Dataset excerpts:
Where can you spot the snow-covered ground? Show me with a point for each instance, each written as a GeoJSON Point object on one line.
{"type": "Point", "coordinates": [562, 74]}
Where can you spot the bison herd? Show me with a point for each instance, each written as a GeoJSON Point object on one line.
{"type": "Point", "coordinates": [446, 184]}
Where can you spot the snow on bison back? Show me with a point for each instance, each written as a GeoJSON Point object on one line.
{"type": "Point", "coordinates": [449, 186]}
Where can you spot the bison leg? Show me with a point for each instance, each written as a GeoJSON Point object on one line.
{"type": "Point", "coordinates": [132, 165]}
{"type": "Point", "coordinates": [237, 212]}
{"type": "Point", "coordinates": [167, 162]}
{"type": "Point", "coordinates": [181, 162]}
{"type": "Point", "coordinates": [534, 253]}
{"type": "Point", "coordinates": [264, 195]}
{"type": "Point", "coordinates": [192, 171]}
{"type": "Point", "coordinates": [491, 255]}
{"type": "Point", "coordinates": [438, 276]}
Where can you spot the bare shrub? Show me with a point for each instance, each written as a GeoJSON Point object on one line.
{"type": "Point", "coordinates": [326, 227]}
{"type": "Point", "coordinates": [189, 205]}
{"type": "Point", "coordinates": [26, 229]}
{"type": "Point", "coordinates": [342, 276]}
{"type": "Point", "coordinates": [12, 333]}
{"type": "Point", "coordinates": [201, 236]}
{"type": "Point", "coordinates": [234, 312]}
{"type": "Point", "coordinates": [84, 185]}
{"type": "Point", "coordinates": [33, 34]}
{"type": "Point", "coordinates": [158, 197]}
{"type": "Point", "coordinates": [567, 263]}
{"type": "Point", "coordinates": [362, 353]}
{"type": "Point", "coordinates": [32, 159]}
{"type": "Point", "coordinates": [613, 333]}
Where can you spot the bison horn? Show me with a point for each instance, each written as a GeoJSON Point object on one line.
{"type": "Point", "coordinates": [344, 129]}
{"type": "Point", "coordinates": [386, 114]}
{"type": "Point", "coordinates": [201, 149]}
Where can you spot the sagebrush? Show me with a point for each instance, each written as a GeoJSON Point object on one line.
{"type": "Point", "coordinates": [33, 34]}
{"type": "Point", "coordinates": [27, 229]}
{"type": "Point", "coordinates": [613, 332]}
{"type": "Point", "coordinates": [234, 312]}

WHAT THE EXERCISE ASKS:
Your response should hold only an exact copy of the lines above, from the one containing "Where can you spot the sagebrush?" through the end of the entries.

TASK ANSWER:
Where can you spot the sagebrush? Show me with a point for each instance, each written as a GeoJSON Point object on one line.
{"type": "Point", "coordinates": [33, 34]}
{"type": "Point", "coordinates": [27, 229]}
{"type": "Point", "coordinates": [613, 332]}
{"type": "Point", "coordinates": [234, 312]}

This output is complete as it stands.